■ WHAT THE EXERCISE ASKS: Copy out each line below containing "rough".

■ INFORMATION SHOWN:
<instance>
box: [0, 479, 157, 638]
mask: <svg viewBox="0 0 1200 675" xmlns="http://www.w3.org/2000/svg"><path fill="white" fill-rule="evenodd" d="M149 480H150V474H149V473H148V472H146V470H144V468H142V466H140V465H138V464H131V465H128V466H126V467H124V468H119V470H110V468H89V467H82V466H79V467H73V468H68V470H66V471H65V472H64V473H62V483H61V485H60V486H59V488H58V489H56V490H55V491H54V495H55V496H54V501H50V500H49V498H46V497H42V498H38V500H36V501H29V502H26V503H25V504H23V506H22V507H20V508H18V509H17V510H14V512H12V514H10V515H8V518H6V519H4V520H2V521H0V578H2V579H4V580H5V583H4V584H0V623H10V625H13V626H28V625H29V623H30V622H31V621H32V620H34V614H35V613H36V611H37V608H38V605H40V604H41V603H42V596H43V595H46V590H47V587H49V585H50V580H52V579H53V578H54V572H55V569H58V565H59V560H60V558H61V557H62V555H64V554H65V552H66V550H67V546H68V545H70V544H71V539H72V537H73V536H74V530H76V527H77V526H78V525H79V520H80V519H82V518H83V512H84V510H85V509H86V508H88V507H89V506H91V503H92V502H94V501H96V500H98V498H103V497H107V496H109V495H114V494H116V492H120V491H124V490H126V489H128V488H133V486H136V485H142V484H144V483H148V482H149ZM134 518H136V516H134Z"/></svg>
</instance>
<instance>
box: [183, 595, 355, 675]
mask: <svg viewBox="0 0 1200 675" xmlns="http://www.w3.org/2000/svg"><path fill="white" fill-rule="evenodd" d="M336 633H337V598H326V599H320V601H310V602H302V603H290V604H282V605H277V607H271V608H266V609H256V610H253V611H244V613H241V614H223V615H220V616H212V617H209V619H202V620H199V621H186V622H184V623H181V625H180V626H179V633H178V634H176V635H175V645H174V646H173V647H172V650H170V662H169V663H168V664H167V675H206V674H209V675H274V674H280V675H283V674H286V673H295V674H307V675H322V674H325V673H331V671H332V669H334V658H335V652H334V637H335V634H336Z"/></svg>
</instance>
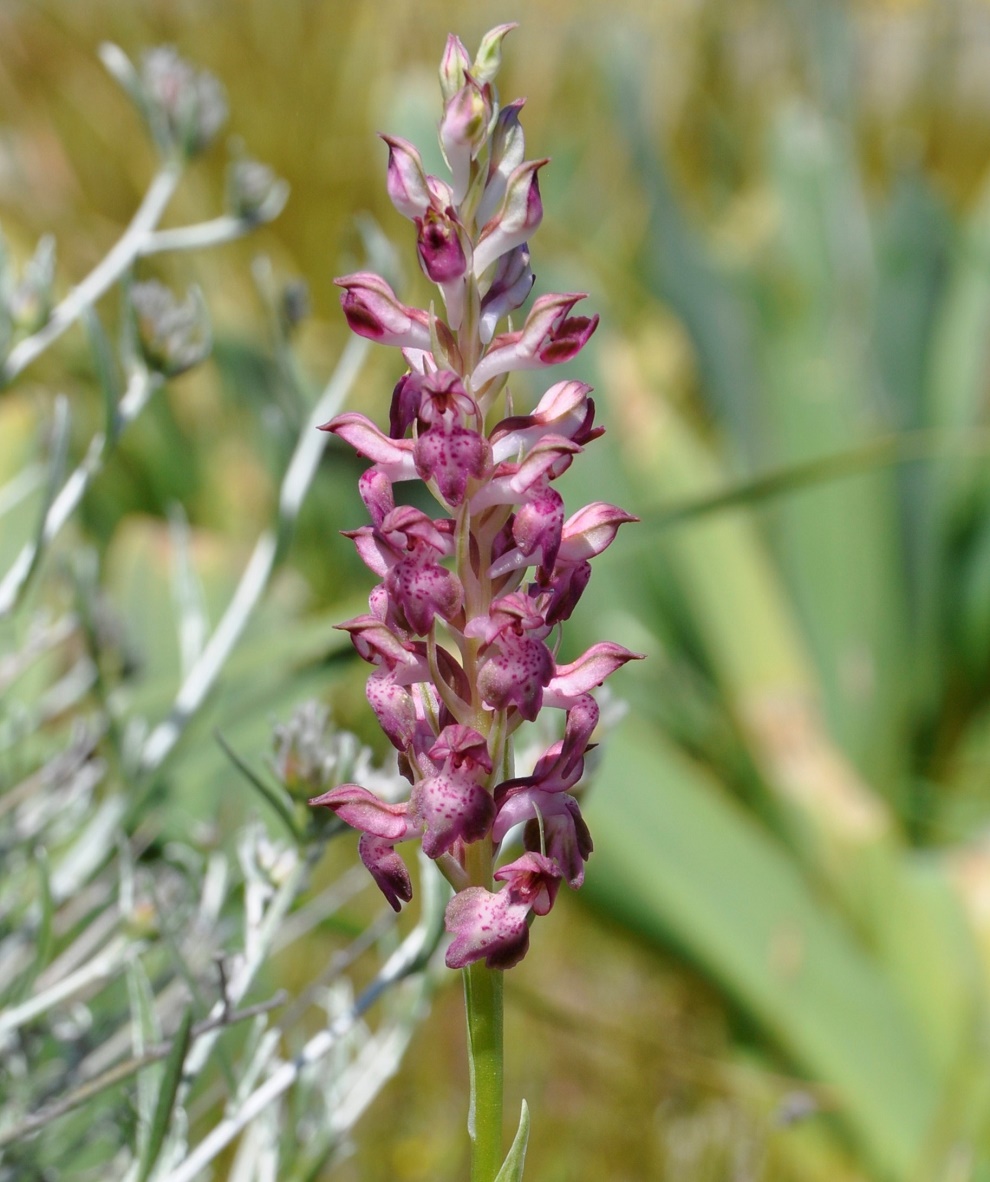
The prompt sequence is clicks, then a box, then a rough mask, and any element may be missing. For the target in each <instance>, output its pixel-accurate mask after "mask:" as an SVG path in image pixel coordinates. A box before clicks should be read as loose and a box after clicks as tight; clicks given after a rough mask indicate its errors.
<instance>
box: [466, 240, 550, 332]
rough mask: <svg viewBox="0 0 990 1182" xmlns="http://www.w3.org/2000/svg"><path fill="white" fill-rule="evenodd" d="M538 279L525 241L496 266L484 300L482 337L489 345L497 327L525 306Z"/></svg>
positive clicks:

■ RESULT OF THIS EXERCISE:
The prompt sequence is clicks, then a box, then a rough mask, and any element may be missing. For the target in each <instance>, output its pixel-accurate mask after "mask:" as an SVG path in image pixel coordinates. A box before clicks should be read as loose and a box after clicks as tight; clicks given after a rough mask indicate its errors.
rough mask: <svg viewBox="0 0 990 1182" xmlns="http://www.w3.org/2000/svg"><path fill="white" fill-rule="evenodd" d="M538 279L525 241L496 266L484 300L482 337L489 345L497 327L525 306Z"/></svg>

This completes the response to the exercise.